> [Exercise]: Search the entries below for the word "cloud", then copy each line in which it is found.

> [Dataset records]:
* * *

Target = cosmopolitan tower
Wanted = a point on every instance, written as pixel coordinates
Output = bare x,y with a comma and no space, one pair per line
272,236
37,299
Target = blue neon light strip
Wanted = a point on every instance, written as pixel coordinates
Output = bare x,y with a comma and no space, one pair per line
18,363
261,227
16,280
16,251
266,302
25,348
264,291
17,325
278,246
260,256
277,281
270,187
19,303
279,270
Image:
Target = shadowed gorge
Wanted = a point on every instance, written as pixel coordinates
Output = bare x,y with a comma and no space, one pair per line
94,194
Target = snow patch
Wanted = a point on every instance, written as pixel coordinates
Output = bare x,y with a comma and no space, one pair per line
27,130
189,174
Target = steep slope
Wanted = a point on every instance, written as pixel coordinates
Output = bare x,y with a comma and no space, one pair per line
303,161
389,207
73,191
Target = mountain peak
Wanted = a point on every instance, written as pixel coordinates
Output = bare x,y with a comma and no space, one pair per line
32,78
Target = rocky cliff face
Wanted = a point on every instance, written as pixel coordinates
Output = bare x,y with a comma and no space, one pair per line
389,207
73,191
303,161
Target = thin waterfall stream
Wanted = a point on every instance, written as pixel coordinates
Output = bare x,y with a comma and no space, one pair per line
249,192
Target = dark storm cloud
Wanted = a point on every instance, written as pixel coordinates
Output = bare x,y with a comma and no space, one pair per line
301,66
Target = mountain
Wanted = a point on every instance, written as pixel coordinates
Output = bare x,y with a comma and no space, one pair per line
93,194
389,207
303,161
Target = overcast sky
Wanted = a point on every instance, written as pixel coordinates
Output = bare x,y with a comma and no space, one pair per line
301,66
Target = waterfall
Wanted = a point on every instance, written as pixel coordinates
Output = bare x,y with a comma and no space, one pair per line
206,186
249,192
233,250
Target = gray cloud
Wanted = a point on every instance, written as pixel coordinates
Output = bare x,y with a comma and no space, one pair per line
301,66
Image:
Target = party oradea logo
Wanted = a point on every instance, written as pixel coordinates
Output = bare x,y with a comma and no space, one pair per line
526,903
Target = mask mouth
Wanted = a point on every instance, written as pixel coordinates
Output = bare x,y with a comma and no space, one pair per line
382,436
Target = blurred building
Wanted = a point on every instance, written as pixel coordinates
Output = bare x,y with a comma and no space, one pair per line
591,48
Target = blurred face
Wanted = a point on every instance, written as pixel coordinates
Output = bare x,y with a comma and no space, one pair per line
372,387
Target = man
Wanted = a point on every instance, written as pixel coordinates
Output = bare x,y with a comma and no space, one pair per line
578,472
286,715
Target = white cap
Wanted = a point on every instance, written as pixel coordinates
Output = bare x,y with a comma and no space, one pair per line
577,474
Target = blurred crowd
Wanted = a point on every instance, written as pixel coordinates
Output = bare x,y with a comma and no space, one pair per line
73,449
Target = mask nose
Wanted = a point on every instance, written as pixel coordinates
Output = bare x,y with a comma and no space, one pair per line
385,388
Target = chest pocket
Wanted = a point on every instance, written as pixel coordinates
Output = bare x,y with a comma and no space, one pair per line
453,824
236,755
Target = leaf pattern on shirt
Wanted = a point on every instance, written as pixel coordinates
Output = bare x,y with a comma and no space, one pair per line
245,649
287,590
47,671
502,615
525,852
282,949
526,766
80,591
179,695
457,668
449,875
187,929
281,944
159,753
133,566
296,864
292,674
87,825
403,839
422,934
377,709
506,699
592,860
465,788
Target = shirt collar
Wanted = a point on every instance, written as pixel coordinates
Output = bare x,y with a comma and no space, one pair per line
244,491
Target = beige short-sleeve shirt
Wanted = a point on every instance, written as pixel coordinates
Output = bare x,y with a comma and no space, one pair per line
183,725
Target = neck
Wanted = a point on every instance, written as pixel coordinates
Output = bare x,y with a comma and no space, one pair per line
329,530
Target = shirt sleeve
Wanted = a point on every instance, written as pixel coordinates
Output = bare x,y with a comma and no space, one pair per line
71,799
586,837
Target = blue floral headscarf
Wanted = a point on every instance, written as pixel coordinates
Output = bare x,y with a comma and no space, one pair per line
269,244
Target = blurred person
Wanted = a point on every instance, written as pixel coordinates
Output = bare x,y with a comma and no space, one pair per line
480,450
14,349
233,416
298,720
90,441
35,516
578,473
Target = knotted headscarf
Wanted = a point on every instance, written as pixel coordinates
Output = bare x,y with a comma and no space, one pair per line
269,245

* * *

> [Reply]:
Target = dark storm cloud
Target = gray cloud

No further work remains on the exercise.